## Stored data
*-*-*

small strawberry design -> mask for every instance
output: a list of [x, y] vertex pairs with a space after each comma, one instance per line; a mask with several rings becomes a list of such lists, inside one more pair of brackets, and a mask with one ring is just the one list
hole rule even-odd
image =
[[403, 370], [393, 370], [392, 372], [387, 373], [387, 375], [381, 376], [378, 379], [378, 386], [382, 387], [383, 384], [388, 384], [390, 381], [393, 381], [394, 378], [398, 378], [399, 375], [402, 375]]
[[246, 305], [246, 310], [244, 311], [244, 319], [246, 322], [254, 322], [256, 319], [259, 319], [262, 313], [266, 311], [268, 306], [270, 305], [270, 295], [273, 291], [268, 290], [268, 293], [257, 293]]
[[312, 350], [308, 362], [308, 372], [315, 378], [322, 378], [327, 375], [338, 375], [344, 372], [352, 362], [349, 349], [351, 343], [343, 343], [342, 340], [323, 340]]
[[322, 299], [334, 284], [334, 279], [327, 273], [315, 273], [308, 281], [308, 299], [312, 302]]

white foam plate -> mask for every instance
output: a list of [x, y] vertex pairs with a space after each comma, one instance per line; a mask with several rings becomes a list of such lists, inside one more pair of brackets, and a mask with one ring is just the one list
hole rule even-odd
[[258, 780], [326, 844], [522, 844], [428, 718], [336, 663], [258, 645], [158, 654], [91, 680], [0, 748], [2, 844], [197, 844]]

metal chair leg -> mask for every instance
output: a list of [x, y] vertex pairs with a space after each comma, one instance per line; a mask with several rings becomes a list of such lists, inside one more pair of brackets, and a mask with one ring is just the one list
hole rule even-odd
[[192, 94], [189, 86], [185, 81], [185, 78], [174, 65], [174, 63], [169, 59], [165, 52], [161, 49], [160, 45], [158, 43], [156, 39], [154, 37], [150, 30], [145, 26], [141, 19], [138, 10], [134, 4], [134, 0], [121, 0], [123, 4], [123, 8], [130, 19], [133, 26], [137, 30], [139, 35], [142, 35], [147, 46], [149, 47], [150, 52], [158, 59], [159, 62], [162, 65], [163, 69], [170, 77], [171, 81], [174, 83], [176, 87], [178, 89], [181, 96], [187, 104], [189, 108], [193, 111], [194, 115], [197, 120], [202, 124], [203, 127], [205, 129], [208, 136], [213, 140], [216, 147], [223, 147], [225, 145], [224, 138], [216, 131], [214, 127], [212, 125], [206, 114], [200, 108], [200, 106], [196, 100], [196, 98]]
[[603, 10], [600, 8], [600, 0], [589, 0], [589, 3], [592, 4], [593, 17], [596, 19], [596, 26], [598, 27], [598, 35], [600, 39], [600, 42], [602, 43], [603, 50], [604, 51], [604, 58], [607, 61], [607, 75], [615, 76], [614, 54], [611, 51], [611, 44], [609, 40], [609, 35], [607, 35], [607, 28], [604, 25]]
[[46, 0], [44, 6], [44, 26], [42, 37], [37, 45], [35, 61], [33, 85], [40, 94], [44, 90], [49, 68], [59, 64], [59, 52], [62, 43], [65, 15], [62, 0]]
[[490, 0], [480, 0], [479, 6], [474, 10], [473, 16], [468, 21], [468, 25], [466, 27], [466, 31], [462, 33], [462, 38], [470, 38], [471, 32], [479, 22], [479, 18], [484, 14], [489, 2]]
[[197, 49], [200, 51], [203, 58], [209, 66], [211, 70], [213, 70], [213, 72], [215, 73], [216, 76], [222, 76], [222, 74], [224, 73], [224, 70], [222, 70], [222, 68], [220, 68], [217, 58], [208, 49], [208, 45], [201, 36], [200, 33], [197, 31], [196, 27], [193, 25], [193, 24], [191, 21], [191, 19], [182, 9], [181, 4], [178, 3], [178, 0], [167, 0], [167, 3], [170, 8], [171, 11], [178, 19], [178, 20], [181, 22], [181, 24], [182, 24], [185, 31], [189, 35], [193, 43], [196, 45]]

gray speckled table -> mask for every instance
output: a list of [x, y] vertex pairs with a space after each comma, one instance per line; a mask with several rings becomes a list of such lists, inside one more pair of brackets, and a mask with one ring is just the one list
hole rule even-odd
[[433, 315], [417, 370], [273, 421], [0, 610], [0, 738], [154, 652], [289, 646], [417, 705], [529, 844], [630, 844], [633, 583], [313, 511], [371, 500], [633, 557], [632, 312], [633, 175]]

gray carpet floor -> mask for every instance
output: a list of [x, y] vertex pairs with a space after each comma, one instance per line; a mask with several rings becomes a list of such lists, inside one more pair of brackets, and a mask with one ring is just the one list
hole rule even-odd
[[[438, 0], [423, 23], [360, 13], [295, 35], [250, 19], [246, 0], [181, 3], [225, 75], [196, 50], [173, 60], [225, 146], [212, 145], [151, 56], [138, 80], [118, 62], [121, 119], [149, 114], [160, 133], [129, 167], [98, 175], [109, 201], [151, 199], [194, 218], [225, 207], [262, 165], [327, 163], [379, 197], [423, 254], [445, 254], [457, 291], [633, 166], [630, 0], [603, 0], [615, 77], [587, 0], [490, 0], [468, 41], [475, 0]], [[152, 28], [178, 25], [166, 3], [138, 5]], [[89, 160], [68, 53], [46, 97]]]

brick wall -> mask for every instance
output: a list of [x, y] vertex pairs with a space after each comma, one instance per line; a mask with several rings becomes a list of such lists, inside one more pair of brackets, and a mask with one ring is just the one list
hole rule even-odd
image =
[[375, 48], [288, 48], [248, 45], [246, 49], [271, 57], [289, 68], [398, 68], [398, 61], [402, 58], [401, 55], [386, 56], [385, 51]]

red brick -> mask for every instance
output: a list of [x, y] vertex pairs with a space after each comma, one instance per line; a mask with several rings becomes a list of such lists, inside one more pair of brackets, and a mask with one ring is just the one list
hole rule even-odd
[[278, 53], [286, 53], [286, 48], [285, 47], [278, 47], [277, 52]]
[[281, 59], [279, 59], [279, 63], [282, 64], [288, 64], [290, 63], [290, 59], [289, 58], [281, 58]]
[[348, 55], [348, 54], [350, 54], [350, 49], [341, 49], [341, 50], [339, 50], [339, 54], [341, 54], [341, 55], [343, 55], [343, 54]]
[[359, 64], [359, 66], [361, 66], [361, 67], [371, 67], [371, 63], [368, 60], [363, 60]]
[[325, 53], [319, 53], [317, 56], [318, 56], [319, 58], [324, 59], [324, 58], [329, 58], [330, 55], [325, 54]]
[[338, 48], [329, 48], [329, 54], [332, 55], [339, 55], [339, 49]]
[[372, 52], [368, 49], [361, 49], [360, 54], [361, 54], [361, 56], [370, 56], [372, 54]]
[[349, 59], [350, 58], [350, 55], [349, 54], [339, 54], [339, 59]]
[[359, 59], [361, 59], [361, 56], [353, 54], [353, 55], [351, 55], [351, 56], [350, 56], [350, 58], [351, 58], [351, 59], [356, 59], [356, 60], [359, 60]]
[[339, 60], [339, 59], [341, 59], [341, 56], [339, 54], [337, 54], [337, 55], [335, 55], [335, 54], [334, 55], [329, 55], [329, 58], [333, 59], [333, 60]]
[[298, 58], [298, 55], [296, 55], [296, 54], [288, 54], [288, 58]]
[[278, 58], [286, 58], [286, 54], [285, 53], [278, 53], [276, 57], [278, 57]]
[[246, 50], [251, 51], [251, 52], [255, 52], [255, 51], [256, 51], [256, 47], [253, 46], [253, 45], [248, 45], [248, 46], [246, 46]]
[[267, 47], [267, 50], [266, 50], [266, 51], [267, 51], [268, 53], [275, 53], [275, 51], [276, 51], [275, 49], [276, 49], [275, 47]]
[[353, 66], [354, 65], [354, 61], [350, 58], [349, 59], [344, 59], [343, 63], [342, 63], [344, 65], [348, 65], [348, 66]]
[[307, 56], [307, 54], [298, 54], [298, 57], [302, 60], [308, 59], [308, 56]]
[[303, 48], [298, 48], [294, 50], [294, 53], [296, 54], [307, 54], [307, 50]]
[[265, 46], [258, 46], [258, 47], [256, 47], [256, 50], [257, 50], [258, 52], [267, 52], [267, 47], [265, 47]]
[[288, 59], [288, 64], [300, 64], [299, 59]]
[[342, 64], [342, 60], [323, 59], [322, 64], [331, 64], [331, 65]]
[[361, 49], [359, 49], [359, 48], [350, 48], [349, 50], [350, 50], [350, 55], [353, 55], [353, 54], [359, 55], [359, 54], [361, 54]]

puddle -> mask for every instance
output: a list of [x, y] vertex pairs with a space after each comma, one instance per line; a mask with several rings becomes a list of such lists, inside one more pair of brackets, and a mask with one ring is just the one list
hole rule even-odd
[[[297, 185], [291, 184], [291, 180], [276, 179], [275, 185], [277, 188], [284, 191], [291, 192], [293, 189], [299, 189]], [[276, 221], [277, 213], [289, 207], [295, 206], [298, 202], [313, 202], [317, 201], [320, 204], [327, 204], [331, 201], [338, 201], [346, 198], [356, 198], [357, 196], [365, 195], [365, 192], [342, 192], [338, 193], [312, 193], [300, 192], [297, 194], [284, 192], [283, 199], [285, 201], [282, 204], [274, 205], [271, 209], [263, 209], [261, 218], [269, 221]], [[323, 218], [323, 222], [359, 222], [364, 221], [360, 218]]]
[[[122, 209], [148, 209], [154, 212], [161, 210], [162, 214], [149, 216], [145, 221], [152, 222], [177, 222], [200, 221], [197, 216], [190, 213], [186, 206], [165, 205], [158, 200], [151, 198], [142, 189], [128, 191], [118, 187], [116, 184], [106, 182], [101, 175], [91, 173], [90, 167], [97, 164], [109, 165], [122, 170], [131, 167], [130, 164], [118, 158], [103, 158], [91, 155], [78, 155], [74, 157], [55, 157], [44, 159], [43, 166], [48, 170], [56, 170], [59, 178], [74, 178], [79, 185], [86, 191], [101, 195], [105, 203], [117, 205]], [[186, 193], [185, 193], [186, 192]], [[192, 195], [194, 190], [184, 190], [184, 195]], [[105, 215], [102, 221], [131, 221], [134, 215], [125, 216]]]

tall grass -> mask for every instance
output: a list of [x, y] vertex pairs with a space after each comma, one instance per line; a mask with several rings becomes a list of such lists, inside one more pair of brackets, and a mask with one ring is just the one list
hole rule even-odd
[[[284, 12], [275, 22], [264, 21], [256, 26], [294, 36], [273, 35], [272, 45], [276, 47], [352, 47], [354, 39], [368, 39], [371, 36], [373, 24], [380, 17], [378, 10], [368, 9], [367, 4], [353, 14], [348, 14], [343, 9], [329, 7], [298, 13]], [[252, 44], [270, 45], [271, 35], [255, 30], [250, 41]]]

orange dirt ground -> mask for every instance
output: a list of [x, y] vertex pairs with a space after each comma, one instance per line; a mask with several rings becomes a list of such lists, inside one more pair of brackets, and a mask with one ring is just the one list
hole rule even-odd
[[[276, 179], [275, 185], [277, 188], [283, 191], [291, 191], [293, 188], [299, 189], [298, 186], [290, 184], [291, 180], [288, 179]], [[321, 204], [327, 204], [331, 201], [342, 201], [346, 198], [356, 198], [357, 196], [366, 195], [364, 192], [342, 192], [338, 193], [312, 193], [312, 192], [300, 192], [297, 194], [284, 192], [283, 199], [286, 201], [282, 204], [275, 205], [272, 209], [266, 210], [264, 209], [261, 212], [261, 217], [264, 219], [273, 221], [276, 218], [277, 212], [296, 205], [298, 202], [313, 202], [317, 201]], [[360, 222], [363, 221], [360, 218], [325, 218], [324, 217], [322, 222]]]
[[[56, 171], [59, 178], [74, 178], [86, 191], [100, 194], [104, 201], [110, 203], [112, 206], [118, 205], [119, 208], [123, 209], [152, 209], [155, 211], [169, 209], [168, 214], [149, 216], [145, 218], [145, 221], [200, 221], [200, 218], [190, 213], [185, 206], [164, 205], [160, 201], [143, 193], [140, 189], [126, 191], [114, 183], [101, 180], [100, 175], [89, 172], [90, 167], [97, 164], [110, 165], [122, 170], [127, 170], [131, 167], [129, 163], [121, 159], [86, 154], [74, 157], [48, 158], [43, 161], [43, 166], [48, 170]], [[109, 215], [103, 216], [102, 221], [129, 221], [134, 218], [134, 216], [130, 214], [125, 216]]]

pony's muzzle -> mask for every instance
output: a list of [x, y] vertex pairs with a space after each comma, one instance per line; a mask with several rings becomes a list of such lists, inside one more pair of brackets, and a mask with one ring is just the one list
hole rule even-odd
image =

*-*-*

## What you are asked to do
Copy out, word for word, everything in the items from the line containing "gray carpet floor -> mask for every instance" down to the line containing "56], [385, 51]]", including both of those lines.

## Correct output
gray carpet floor -> mask for every instance
output: a list of [x, y] vertex pairs with a space after each comma, one instance per line; a mask with several rings becomes a list of such lists, inside one more pair of brackets, and a mask with one ring is just the one list
hole rule even-odd
[[[438, 0], [423, 23], [360, 13], [295, 35], [250, 19], [246, 0], [181, 3], [225, 75], [196, 50], [173, 60], [225, 146], [212, 145], [151, 56], [138, 80], [118, 62], [121, 119], [149, 114], [160, 133], [129, 167], [98, 175], [109, 201], [151, 199], [194, 218], [225, 207], [262, 165], [327, 163], [379, 197], [423, 254], [445, 254], [457, 291], [633, 166], [630, 0], [603, 0], [615, 77], [587, 0], [490, 0], [468, 41], [475, 0]], [[152, 28], [178, 25], [166, 3], [138, 5]], [[89, 160], [68, 53], [46, 97]]]

brick wall -> mask for every instance
output: a list of [x, y] vertex pairs with a space after each comma, one instance per line; a mask with several rings becomes a list of such lists, inside one more pair of brackets, and a mask with one ring is just the one list
hole rule even-odd
image =
[[375, 48], [288, 48], [248, 45], [246, 49], [271, 57], [289, 68], [398, 68], [398, 61], [402, 58], [401, 55], [386, 56], [385, 51]]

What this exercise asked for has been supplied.